## WORK TO COMPLETE
Identify each line below that contains the string "Query", matching case exactly, and copy those lines in full.
--------------------
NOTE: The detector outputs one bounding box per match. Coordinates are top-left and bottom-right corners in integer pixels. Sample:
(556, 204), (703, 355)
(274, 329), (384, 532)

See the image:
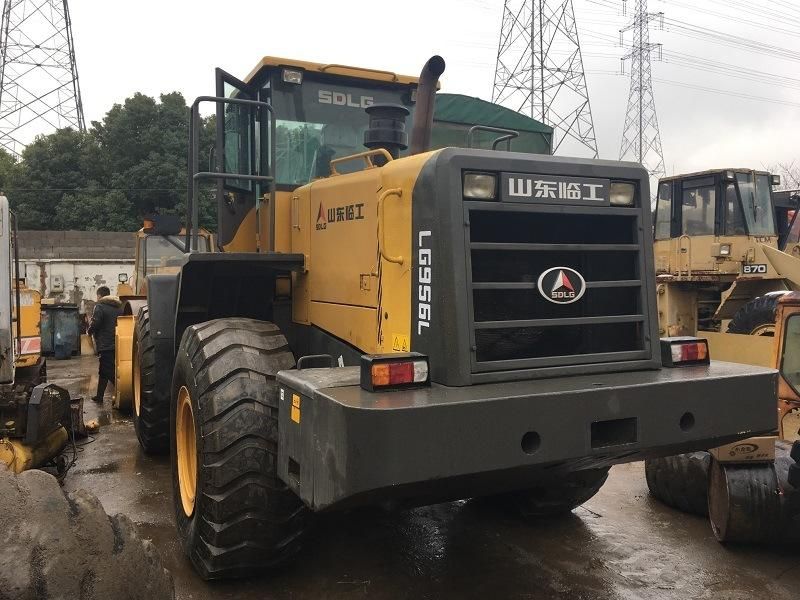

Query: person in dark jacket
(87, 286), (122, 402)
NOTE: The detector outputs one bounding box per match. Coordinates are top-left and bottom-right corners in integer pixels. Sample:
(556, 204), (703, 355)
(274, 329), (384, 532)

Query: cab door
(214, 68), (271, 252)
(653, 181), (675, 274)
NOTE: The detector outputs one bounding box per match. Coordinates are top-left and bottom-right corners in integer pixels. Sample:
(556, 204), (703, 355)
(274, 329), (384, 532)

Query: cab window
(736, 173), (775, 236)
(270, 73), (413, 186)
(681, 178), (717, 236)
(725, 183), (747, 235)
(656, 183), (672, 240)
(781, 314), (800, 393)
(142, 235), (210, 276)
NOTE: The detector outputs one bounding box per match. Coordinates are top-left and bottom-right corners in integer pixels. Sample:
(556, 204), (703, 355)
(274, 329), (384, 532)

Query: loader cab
--------------------
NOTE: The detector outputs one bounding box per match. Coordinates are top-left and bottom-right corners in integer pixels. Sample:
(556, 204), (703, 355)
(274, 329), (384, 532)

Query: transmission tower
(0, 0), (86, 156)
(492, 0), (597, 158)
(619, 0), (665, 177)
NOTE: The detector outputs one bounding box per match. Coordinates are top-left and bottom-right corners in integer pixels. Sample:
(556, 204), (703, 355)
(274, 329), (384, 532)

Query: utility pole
--------------------
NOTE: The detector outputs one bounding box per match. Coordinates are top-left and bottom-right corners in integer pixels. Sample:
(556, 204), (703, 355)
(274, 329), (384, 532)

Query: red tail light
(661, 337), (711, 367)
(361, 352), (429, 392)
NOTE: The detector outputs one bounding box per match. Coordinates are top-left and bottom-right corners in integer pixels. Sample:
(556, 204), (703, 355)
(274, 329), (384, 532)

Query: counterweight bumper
--------------------
## EXERCISE OUTPUT
Query: person in dark jacket
Query: cab door
Query: cab window
Query: loader cab
Query: transmission tower
Query: utility pole
Query: red tail light
Query: counterweight bumper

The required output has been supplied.